(Point annotation dataset records)
········
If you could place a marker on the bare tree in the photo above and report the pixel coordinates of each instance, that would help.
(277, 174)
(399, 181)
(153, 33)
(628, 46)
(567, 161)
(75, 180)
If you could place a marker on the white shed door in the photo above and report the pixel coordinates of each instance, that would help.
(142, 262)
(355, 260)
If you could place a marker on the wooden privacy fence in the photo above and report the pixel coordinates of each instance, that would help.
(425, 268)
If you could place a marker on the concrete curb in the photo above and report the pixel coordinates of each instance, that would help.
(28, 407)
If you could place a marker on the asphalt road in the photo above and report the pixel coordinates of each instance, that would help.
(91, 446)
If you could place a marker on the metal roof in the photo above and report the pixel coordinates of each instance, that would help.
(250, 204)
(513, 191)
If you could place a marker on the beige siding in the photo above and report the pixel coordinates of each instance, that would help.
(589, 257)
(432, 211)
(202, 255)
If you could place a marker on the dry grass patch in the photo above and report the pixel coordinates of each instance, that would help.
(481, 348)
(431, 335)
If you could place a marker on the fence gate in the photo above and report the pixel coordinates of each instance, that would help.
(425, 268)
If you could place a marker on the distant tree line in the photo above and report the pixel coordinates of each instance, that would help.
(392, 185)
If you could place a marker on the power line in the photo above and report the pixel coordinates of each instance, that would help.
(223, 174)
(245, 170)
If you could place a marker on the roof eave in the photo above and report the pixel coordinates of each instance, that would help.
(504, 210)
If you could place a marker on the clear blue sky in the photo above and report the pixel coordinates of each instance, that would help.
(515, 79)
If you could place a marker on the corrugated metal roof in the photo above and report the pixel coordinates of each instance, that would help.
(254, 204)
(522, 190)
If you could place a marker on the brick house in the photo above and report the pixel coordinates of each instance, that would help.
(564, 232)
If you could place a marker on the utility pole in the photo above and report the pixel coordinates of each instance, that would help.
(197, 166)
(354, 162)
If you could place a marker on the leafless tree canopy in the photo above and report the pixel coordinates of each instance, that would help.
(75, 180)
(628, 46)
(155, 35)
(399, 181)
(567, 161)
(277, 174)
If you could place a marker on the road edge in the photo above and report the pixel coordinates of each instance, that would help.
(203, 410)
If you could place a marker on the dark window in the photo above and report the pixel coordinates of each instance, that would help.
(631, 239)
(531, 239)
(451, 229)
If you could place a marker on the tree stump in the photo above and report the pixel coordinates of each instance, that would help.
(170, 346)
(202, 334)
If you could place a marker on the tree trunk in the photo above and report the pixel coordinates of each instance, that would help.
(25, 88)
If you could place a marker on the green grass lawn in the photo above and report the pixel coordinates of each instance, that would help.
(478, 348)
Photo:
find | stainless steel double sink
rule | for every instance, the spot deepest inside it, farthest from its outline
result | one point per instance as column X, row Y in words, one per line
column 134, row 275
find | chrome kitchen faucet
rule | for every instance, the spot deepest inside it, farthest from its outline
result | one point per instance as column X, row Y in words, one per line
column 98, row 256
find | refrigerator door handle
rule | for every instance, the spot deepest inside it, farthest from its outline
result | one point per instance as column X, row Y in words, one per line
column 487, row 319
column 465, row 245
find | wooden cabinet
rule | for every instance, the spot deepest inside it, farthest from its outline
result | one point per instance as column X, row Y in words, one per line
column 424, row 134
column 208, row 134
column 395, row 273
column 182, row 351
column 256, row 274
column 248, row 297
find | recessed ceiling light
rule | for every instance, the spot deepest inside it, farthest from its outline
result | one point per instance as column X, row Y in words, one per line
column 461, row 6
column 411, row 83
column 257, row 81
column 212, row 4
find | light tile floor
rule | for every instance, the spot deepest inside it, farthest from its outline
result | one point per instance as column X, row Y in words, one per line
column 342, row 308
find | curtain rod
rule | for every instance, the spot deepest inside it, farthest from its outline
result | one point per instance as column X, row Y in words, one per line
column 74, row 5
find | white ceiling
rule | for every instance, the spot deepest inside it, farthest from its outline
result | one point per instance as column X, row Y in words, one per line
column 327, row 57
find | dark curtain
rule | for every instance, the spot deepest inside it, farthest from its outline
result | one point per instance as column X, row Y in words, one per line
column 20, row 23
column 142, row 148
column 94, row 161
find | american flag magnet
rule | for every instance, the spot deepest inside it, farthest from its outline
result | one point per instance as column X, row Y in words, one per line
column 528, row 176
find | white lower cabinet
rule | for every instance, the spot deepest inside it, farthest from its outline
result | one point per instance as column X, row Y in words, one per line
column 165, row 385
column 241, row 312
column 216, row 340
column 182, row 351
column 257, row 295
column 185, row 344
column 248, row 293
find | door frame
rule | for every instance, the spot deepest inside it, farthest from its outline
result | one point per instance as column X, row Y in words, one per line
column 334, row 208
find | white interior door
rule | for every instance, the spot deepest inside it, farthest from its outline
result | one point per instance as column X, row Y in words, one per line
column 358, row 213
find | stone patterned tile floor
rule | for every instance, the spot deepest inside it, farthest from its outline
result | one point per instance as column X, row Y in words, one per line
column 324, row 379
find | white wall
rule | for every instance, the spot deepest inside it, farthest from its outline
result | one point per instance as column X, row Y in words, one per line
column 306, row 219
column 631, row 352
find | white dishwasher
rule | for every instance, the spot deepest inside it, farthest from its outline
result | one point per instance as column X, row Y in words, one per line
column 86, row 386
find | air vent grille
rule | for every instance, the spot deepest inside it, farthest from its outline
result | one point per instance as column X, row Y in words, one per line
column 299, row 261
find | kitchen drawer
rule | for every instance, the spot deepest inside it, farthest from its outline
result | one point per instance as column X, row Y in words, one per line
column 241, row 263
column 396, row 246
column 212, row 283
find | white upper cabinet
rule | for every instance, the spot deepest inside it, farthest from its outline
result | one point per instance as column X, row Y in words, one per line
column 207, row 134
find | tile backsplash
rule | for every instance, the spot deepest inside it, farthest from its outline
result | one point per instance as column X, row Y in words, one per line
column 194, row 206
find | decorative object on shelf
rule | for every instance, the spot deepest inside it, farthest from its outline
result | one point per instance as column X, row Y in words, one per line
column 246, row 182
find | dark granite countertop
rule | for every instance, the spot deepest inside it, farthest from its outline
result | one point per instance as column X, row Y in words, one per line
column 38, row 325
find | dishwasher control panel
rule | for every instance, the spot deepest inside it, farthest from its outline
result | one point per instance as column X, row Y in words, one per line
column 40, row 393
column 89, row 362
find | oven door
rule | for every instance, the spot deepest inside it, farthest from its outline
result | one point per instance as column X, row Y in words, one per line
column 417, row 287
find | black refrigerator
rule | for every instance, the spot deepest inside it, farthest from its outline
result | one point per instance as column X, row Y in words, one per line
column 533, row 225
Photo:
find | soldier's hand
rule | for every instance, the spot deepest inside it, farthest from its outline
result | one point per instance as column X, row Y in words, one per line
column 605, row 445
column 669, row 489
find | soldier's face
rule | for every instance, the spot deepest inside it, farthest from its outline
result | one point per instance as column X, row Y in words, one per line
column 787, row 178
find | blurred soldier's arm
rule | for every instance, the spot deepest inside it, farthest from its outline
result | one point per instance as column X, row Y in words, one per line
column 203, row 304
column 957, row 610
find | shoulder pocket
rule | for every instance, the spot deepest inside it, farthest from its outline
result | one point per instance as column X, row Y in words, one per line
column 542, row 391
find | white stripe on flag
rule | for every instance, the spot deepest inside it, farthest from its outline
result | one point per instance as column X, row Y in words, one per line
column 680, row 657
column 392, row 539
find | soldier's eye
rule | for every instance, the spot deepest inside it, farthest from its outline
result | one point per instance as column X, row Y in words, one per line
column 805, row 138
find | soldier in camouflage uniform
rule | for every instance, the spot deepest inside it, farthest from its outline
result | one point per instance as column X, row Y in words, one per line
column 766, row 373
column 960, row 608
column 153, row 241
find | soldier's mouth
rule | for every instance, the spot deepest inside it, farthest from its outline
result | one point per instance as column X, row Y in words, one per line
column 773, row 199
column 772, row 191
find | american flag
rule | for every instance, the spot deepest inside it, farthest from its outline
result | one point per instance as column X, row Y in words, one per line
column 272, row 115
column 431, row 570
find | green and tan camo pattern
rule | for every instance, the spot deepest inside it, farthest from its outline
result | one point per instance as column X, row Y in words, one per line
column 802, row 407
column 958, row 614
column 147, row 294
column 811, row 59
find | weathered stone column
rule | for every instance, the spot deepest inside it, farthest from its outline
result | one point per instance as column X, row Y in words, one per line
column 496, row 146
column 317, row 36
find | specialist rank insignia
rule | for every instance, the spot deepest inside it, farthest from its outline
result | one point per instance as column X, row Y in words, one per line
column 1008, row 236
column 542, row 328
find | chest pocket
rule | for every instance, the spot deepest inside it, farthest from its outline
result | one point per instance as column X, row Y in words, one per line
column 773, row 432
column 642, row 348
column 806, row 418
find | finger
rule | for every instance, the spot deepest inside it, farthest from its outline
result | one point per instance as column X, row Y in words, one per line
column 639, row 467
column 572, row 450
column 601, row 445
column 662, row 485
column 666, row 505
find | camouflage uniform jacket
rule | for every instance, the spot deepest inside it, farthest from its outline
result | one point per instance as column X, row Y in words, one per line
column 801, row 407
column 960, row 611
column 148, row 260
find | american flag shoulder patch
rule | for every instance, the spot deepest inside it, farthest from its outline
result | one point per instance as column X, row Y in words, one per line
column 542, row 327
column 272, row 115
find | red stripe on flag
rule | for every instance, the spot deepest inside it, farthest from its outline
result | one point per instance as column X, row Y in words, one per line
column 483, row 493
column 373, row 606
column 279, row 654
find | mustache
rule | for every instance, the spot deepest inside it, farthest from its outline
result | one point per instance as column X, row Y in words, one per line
········
## [CHALLENGE]
Give exactly the lines from the one with "find | american flag shoulder patch" to the end of the entries, nothing before them.

## [WORKED SOLUTION]
find | american flag shoulder patch
rule | for every instance, the spot deepest inside it, farthest from its outline
result | one point per instance as column X, row Y in words, one per line
column 542, row 327
column 272, row 115
find | red stripe on flag
rule | for every instance, the spot deepest inside it, farthest from its outline
result | one point per instance as column X, row Y in words, one per line
column 483, row 493
column 373, row 606
column 279, row 654
find | mustache
rule | for every instance, the spot deepest inside it, farthest from its outline
result | one point per instance as column X, row Y in words, one per line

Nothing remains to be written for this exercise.